Segment Start: PROVIDED ENTRIES
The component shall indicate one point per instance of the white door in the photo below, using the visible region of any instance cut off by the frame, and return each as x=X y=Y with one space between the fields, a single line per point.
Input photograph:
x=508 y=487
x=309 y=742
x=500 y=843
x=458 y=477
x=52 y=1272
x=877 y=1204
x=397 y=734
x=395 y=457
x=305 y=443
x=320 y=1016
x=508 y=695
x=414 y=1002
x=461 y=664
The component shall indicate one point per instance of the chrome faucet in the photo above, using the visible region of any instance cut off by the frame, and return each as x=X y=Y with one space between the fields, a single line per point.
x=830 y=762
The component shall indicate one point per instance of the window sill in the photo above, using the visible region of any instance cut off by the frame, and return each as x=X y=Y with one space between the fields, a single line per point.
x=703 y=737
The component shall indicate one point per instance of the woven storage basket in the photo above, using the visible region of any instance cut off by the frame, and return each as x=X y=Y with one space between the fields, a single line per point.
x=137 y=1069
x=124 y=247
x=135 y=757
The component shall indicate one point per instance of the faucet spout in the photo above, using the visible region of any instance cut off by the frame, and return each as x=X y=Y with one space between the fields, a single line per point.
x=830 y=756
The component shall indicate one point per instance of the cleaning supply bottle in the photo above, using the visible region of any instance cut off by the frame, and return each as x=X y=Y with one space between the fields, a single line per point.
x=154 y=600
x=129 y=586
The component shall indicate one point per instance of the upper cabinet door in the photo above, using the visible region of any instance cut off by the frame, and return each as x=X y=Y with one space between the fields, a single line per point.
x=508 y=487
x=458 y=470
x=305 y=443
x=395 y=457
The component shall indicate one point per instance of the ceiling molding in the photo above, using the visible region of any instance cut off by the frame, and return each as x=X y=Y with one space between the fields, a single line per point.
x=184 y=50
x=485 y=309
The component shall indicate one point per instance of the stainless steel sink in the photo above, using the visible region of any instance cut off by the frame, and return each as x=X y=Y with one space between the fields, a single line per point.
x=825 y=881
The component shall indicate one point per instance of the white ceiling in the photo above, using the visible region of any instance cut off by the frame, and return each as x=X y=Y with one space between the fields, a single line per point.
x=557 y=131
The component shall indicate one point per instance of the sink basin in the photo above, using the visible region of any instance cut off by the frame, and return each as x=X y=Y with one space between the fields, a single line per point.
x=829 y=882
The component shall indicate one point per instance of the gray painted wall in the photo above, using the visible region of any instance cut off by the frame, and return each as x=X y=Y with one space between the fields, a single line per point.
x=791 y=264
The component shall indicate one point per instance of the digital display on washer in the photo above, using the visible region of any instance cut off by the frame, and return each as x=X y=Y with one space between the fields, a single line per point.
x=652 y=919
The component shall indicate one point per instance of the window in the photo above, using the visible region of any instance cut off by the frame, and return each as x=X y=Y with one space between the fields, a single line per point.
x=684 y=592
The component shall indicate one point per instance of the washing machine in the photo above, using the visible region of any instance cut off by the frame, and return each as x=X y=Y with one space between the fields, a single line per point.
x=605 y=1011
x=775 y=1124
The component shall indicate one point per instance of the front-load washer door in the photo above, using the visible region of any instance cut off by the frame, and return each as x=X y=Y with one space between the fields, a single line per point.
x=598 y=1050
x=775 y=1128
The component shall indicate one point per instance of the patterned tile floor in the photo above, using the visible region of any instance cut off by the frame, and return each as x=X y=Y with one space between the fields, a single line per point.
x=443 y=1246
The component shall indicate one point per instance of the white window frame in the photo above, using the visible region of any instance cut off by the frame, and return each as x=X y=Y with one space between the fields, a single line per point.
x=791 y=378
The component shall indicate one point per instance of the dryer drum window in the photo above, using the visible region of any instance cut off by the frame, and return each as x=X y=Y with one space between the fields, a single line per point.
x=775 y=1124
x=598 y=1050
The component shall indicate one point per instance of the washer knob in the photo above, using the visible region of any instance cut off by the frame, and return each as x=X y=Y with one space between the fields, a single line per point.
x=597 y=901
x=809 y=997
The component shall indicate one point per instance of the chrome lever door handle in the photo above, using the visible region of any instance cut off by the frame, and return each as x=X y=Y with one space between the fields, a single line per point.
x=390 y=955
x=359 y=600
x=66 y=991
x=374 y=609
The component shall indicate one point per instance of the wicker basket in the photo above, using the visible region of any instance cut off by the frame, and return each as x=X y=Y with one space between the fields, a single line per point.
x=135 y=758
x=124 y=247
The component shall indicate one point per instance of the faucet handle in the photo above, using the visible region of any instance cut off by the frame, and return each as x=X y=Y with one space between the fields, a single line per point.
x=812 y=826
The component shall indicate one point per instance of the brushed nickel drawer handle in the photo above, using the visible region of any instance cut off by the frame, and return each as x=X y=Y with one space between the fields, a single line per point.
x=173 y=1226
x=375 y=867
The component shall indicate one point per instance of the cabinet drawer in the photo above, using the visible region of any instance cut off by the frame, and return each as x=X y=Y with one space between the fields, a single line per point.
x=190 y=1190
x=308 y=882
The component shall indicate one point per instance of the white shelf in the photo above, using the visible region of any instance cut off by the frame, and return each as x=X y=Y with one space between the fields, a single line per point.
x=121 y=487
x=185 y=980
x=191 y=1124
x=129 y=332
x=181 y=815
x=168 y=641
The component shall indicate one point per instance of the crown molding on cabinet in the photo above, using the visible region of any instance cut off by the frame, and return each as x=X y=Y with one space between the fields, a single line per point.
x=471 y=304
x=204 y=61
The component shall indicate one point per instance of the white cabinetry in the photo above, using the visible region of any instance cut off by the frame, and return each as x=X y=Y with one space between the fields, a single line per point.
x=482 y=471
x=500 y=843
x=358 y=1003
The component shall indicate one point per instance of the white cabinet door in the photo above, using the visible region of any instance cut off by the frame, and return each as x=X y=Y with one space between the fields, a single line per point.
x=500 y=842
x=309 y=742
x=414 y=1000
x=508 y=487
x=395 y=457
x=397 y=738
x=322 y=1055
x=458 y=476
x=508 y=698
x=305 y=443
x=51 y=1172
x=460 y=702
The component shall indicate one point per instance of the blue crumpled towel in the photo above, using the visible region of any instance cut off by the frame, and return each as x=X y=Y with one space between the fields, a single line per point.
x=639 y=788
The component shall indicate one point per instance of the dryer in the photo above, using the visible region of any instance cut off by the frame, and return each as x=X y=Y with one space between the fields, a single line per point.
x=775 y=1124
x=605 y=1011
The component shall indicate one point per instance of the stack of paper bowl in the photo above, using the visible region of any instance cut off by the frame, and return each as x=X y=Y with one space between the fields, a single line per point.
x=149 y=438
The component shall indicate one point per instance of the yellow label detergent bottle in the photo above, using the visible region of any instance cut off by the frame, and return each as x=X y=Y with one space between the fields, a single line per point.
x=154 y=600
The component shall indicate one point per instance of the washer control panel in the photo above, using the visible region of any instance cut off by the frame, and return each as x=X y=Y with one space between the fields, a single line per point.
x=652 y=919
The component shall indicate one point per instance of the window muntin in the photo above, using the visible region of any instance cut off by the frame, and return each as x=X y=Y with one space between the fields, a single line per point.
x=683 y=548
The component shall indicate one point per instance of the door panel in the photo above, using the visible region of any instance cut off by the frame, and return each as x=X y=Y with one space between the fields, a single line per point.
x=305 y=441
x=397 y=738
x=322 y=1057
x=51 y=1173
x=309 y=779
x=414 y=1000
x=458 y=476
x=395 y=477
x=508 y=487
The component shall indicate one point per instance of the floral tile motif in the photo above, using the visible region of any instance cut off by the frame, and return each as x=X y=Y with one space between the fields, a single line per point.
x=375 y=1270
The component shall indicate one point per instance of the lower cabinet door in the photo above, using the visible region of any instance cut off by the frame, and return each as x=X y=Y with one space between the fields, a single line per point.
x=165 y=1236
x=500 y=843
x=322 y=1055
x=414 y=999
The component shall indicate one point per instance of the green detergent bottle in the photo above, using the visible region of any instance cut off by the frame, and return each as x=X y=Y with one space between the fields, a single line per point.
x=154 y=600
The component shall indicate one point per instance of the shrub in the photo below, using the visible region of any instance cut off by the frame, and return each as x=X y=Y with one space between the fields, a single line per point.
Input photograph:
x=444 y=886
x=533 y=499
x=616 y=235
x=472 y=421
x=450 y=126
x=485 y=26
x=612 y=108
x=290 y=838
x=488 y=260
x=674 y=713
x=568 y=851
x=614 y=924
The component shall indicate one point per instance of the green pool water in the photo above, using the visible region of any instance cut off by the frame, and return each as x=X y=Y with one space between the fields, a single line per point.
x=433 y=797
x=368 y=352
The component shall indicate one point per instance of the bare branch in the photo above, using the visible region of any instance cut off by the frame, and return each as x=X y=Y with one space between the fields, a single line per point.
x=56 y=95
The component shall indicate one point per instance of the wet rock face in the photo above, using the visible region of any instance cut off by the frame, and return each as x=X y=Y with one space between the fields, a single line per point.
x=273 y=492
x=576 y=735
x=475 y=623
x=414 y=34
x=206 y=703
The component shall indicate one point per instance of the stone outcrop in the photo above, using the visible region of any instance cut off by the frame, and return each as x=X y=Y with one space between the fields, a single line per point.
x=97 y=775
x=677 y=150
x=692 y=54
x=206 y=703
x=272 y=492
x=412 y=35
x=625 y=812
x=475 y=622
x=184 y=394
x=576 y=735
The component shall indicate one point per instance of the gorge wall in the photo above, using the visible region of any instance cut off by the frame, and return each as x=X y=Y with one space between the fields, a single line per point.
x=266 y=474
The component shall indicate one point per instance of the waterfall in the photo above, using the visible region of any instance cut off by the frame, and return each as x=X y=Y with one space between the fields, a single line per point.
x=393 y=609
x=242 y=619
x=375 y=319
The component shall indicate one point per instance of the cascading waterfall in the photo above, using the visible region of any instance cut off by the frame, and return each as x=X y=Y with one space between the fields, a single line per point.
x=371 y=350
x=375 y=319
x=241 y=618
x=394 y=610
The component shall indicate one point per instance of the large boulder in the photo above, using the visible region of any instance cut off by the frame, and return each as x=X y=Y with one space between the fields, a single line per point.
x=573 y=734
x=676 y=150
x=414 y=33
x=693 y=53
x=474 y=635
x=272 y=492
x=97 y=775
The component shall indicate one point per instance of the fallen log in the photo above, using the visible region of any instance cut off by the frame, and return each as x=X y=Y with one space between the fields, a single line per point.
Segment End: PROVIDED ENTRIES
■ ABOUT THIS EXERCISE ■
In the listing above, how many of the lines contain the string "below"? Respond with the number alone.

■ RESULT OF THE EXERCISE ■
2